> [What you will do] Each line of the data that mentions the string "building" needs to be identified and copied.
----- Input for this task
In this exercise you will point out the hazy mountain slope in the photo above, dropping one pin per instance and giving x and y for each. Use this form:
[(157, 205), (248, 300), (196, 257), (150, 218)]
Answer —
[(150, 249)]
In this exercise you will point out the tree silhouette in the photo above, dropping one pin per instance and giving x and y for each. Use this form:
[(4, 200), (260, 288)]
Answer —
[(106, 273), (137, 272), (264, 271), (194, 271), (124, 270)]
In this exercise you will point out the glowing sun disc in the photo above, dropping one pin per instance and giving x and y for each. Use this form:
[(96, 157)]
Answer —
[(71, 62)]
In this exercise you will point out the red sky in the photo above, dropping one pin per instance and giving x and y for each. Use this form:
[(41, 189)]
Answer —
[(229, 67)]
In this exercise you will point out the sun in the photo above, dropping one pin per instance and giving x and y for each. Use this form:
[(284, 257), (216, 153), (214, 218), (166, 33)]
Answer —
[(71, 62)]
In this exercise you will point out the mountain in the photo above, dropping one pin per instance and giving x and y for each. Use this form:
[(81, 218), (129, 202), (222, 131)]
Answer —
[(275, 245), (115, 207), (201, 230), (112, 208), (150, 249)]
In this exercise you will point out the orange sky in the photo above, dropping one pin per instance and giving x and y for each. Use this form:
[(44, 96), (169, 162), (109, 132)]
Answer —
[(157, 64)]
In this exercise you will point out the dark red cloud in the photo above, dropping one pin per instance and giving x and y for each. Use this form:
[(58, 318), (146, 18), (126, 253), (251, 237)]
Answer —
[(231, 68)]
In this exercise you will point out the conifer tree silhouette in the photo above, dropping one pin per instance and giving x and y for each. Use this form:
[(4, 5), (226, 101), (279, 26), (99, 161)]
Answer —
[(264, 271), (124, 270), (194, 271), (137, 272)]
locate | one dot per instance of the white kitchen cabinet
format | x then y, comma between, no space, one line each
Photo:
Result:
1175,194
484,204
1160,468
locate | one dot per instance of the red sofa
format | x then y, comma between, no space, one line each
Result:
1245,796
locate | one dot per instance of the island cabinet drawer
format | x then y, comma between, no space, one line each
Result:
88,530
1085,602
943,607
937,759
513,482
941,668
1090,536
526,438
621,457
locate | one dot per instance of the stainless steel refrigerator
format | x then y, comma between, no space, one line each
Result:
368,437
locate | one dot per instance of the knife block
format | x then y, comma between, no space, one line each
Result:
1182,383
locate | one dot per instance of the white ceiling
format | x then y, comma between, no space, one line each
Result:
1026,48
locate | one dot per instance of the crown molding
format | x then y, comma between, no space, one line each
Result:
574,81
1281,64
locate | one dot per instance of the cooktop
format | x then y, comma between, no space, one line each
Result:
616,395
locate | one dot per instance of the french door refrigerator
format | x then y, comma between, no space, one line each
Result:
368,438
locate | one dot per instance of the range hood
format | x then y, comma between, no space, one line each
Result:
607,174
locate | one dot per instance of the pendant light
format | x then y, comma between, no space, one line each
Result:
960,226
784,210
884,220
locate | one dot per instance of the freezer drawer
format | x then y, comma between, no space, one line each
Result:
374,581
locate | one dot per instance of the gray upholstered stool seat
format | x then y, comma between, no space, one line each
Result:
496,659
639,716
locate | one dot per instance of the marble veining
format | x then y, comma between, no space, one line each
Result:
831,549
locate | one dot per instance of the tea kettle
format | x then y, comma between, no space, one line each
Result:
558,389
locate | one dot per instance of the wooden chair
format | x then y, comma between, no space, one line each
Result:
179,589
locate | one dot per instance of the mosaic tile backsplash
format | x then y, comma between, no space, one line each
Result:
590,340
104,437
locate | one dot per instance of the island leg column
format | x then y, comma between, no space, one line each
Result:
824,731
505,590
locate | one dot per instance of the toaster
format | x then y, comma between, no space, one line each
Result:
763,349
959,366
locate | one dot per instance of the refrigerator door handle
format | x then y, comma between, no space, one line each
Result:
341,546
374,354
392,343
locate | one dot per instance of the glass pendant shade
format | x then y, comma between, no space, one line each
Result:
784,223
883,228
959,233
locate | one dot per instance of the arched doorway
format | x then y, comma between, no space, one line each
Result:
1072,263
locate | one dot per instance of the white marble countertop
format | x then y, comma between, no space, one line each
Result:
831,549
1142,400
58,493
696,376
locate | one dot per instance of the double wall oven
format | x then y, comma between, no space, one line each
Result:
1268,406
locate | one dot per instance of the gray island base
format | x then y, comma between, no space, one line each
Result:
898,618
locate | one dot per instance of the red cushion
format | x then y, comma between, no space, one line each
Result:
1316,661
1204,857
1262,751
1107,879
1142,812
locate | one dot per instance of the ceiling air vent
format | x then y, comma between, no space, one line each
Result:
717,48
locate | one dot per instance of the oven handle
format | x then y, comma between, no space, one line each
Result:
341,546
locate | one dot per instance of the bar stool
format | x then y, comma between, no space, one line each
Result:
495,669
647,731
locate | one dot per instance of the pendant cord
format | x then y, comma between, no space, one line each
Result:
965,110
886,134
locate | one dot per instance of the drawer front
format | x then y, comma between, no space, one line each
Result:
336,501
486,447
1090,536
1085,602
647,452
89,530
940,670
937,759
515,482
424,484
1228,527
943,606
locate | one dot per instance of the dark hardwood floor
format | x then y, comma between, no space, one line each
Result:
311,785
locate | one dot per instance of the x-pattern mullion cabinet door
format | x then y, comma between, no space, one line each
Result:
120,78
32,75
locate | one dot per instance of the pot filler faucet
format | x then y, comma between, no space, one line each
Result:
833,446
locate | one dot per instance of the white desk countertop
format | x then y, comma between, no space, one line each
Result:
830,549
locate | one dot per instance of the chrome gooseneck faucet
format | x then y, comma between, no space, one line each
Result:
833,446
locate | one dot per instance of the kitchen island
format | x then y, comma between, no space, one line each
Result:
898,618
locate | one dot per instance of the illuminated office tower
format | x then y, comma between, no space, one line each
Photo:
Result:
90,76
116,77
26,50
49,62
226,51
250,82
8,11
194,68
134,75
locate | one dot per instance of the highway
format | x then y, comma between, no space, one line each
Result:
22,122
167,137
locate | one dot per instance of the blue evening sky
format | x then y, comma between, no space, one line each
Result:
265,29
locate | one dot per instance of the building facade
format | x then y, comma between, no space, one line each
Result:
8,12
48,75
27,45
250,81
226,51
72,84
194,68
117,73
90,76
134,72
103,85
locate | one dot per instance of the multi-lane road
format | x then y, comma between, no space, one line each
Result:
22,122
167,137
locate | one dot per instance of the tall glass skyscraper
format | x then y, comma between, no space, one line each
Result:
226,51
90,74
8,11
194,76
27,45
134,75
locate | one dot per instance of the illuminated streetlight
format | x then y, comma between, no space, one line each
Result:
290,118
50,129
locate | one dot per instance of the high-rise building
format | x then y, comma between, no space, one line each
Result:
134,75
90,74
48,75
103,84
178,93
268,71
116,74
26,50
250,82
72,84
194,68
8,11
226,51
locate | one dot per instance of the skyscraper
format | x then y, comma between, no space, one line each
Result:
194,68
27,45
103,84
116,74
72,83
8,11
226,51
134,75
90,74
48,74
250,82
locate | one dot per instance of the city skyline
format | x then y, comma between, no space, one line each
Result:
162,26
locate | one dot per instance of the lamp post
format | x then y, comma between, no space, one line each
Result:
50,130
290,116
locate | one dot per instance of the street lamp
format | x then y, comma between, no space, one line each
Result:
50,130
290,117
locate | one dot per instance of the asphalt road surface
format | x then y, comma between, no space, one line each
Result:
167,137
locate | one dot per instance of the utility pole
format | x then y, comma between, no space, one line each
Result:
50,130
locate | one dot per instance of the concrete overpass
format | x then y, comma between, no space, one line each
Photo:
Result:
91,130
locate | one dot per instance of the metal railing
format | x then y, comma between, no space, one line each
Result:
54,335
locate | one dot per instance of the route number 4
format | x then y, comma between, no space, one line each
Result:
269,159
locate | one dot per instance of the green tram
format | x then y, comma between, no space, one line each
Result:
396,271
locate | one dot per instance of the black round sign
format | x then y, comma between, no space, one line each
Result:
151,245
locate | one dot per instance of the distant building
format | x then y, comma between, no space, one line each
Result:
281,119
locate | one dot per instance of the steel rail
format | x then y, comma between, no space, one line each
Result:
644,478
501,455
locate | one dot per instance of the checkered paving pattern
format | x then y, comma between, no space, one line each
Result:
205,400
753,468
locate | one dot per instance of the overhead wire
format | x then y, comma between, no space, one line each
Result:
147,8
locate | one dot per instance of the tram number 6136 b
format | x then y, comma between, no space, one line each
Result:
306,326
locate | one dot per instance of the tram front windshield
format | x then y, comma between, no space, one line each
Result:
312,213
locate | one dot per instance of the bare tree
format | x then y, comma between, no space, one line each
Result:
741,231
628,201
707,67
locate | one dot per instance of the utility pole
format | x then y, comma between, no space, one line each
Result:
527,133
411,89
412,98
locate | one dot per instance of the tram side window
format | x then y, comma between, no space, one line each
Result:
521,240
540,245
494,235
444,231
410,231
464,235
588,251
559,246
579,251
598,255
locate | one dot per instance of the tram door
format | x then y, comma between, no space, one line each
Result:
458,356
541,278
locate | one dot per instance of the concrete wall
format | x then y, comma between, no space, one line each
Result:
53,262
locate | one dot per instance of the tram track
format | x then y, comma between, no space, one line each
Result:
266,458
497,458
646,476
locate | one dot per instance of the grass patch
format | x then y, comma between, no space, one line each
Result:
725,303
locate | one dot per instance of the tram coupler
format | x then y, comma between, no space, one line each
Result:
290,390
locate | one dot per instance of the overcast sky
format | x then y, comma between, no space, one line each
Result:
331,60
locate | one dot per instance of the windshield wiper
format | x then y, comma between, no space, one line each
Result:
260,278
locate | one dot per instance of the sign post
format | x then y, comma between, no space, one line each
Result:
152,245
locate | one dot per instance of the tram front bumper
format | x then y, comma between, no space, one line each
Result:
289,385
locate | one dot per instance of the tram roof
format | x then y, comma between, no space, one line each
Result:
----------
> [Answer to the problem]
locate | one dot per instance of the building facade
locate | one dot per instance of the high-rise building
locate | one dot per instance of the distant building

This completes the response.